#### Supplied records:
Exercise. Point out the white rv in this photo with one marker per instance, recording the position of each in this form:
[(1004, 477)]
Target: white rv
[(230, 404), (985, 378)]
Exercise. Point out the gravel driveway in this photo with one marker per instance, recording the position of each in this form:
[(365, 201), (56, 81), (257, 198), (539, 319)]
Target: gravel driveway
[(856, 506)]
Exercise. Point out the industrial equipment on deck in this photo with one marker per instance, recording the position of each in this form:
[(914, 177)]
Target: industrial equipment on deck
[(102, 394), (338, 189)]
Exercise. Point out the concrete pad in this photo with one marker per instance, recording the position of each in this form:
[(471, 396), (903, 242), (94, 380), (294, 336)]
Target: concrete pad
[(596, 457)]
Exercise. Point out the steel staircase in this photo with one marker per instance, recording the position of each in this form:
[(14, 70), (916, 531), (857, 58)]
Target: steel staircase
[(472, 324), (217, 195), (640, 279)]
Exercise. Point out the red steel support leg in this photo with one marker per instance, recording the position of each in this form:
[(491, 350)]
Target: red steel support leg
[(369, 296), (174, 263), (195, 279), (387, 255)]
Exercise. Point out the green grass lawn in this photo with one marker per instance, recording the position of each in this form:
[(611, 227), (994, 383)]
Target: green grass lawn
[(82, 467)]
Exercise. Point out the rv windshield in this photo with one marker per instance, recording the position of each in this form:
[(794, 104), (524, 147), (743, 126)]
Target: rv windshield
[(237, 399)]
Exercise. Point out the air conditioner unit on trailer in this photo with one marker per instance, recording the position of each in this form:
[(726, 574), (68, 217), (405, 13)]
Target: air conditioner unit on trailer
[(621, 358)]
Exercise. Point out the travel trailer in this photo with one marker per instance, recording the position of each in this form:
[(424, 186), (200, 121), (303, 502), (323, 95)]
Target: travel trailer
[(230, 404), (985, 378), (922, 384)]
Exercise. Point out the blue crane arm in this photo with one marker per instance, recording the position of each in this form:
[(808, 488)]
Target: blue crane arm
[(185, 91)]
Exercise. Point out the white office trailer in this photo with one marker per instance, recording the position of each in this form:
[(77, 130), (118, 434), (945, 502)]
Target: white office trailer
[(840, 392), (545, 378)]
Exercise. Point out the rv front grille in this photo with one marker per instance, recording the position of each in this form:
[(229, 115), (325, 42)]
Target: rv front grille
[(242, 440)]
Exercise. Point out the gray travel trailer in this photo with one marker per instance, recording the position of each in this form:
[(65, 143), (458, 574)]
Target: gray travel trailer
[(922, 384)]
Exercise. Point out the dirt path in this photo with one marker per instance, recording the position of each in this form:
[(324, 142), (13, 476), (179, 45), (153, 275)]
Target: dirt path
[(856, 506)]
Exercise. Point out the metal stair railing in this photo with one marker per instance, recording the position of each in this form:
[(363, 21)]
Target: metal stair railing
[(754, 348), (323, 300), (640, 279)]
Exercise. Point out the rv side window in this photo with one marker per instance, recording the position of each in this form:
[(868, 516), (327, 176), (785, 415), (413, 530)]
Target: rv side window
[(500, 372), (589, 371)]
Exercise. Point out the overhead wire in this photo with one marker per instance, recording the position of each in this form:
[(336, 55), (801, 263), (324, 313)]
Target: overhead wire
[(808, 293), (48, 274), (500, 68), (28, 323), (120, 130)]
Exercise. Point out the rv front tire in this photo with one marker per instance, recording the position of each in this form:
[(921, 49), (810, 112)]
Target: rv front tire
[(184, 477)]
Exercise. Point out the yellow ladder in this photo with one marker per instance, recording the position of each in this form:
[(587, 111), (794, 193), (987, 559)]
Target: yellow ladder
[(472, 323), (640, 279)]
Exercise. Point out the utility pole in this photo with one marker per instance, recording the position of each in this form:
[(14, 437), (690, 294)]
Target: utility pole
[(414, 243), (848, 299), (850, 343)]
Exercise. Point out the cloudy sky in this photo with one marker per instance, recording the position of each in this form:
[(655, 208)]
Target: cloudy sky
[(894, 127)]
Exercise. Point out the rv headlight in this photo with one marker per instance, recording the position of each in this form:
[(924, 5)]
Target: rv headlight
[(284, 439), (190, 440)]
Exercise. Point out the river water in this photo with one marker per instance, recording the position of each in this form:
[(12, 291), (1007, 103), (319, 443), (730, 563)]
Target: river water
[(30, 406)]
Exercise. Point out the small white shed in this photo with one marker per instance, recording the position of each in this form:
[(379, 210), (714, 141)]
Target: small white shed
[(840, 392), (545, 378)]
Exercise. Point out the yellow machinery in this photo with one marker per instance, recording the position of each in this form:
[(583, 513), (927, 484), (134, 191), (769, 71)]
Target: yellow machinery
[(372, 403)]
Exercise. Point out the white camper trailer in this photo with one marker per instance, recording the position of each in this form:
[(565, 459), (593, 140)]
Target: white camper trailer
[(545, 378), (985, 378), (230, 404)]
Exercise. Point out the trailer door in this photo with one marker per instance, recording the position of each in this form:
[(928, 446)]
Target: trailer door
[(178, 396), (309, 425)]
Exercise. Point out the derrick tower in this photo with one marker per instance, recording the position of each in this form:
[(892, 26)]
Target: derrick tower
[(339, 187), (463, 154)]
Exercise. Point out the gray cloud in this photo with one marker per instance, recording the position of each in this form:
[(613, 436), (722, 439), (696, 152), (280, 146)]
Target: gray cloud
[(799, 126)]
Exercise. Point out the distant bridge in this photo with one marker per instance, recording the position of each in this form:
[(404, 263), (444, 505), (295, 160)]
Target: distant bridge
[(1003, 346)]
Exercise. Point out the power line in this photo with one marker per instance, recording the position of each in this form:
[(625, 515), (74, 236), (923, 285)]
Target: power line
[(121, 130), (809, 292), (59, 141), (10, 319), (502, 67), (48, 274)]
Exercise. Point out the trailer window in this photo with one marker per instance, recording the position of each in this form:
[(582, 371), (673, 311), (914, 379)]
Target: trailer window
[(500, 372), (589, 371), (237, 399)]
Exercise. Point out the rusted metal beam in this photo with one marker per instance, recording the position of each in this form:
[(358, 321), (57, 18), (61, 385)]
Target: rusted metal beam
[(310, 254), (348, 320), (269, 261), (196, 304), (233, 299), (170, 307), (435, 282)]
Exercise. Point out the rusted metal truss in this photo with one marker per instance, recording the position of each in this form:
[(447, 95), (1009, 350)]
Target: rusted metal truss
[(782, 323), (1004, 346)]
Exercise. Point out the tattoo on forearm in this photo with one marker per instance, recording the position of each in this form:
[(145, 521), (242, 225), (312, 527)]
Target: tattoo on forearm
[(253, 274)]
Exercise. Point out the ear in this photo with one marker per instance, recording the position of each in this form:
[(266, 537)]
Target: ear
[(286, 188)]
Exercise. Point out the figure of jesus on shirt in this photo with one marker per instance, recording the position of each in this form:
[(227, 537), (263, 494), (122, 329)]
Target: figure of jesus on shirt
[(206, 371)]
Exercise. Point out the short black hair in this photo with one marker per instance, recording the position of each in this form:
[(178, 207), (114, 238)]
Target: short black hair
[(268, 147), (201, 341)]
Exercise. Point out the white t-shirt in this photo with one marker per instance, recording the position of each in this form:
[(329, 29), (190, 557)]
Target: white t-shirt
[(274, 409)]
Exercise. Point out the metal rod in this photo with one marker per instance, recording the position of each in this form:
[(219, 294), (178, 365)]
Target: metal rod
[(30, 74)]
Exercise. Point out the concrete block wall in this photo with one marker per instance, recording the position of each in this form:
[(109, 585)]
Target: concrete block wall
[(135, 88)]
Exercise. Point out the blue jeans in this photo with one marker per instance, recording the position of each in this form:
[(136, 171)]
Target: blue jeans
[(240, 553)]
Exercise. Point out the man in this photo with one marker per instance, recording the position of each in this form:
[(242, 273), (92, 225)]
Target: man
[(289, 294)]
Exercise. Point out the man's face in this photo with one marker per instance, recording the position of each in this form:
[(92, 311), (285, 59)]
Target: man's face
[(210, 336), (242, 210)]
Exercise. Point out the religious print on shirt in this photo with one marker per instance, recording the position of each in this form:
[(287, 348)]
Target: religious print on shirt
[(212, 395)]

#### What you need to do:
Take the line in which "Exercise. Point out the man in" occurs and each subsequent line through the end; give these lines again without alteration.

#### The completed task:
Exercise. Point out the man in this photo with one marker per instance, recording the position of each in this form:
[(242, 273), (92, 225)]
Target: man
[(289, 294)]
Exercise. Point out the man's face in this photo with one marker per instance, recording the position of each in this form:
[(92, 311), (285, 59)]
Target: man's face
[(210, 336), (242, 210)]
Exercise. Point out the religious print on shirt in this photo with one marker per instance, recording the position of each in this form:
[(287, 348)]
Target: religious print on shirt
[(212, 395)]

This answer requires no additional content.